_What to produce_.
Can all of these lines be returned exactly?

── Rows

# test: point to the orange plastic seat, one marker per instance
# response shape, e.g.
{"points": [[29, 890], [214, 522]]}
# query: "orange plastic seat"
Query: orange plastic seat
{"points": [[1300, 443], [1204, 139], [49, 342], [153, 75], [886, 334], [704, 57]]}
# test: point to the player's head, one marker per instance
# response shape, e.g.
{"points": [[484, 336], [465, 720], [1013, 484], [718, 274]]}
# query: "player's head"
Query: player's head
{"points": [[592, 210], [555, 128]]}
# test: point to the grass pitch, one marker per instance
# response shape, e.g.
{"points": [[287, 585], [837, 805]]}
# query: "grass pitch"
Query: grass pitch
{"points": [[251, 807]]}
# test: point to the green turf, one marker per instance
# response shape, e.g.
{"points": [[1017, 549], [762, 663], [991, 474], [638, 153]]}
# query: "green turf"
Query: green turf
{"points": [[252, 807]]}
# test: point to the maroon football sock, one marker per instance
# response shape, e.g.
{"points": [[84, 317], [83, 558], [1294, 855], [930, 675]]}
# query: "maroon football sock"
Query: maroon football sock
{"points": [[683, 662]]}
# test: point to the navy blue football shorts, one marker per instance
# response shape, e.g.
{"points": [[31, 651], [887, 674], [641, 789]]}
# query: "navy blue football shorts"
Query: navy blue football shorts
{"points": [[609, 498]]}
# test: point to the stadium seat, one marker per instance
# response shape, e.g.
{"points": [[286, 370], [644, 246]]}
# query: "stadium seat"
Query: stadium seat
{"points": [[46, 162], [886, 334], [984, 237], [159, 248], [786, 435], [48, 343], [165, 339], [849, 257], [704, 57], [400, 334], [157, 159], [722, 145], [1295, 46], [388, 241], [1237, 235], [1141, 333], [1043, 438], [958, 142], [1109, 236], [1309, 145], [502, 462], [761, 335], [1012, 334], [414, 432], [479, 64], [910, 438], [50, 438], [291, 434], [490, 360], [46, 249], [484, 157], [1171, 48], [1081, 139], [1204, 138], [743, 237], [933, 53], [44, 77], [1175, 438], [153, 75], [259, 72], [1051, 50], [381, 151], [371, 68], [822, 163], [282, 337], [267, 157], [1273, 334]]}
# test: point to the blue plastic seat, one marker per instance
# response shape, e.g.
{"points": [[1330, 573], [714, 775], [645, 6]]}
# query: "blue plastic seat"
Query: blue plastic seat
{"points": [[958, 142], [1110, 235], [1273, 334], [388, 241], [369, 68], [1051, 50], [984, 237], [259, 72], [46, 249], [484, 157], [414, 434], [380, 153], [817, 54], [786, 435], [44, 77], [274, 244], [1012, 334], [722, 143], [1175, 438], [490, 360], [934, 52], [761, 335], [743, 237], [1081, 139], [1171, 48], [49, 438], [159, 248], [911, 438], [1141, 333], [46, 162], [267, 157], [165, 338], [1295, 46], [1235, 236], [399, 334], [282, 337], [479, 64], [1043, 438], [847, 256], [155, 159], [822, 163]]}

────

_Problem solution_.
# test: point to the orange plastic seat, one marker per instance
# response shape, e.g.
{"points": [[29, 890], [214, 522]]}
# query: "orange plastic seat"
Query: orange plastic seat
{"points": [[1300, 443], [1204, 139], [49, 342], [153, 75], [886, 334], [704, 57]]}
# test: point to the player's head, one marker per instance
# response shape, e.g.
{"points": [[484, 336], [465, 720], [1013, 484], [718, 274]]}
# query: "player's head"
Query: player's head
{"points": [[592, 210], [555, 128]]}
# test: point to the grass pitch, one marker per instance
# response shape, e.g.
{"points": [[287, 585], [837, 805]]}
# query: "grass pitch"
Query: grass pitch
{"points": [[251, 807]]}
# test: point to the green turf, one marker per instance
# response shape, e.g.
{"points": [[1017, 549], [762, 663], [991, 474], [638, 153]]}
# query: "green turf"
Query: green turf
{"points": [[252, 807]]}
# test: point to the maroon football sock, one marker per instance
# response shape, e.g.
{"points": [[84, 317], [83, 558], [1294, 855], [930, 675]]}
# query: "maroon football sock"
Query: maroon football sock
{"points": [[683, 662]]}
# test: point to the navy blue football shorts, one marker per instance
# response shape, e.g.
{"points": [[31, 651], [887, 674], [641, 789]]}
# query: "navy blue football shorts"
Query: navy blue football shorts
{"points": [[609, 498]]}
# test: point to the stadium seat, one marker per instance
# response shape, e.g.
{"points": [[286, 370], [644, 246]]}
# query: "stadium seat"
Query: stadium seat
{"points": [[46, 162], [886, 334], [984, 237], [159, 248], [786, 435], [48, 343], [165, 339], [849, 257], [704, 57], [400, 334], [157, 159], [722, 145], [1295, 46], [388, 241], [1237, 235], [1141, 333], [1043, 438], [958, 142], [1109, 236], [1309, 145], [502, 462], [761, 335], [1012, 334], [414, 432], [479, 64], [910, 438], [50, 438], [291, 434], [490, 360], [46, 249], [484, 157], [1171, 48], [1081, 139], [1204, 138], [743, 237], [933, 53], [44, 77], [1175, 438], [153, 75], [259, 72], [1051, 50], [381, 151], [371, 68], [822, 163], [282, 337], [267, 157], [1273, 334]]}
# test: point to the blue plastic seat, one marker per instance
# response shape, e.g.
{"points": [[1330, 573], [714, 775], [645, 6]]}
# query: "blue plastic seat"
Query: blue plastic seat
{"points": [[958, 142], [1110, 235], [1273, 334], [388, 241], [369, 68], [1051, 50], [984, 237], [259, 72], [46, 249], [484, 157], [414, 434], [380, 153], [817, 54], [786, 435], [44, 77], [274, 244], [1012, 334], [722, 143], [1175, 438], [490, 360], [934, 52], [761, 335], [743, 237], [1081, 139], [1171, 48], [49, 438], [159, 248], [911, 438], [1141, 333], [46, 162], [267, 157], [165, 338], [1295, 46], [1235, 236], [399, 334], [282, 337], [479, 64], [1043, 438], [847, 256], [155, 159], [822, 163]]}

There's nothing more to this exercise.